§ **WORK INSTRUCTIONS**
Looking through the listing that follows, count the lines that contain "point" and give only that number.

§ **RECORDS SHOWN**

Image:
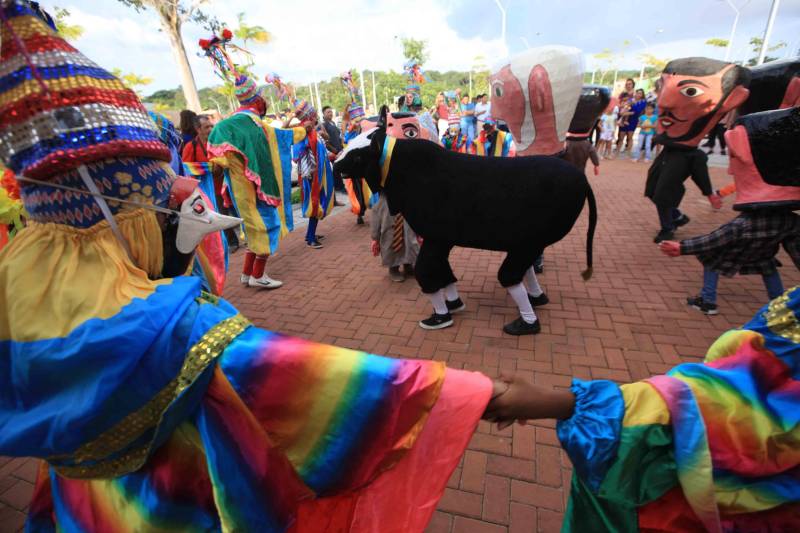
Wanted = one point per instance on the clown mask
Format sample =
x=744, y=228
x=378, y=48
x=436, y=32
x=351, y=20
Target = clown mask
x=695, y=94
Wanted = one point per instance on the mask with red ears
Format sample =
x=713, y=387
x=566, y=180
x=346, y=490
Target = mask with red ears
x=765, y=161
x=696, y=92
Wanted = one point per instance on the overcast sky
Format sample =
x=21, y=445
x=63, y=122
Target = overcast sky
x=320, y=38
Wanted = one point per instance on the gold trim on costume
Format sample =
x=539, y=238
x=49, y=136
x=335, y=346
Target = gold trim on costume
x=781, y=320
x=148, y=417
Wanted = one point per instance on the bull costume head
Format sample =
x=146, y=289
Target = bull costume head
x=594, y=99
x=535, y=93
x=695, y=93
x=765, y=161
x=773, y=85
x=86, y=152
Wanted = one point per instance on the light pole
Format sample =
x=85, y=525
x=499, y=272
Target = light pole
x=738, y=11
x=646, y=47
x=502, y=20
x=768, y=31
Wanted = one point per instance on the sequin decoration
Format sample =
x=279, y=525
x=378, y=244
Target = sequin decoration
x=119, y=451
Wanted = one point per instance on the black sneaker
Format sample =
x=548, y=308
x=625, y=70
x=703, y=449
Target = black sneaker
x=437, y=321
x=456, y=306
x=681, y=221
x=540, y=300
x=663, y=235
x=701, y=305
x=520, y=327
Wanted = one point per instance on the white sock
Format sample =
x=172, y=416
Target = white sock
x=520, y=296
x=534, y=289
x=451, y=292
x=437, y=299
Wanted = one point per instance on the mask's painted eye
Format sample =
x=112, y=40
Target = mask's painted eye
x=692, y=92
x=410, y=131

§ **TASK RESULT**
10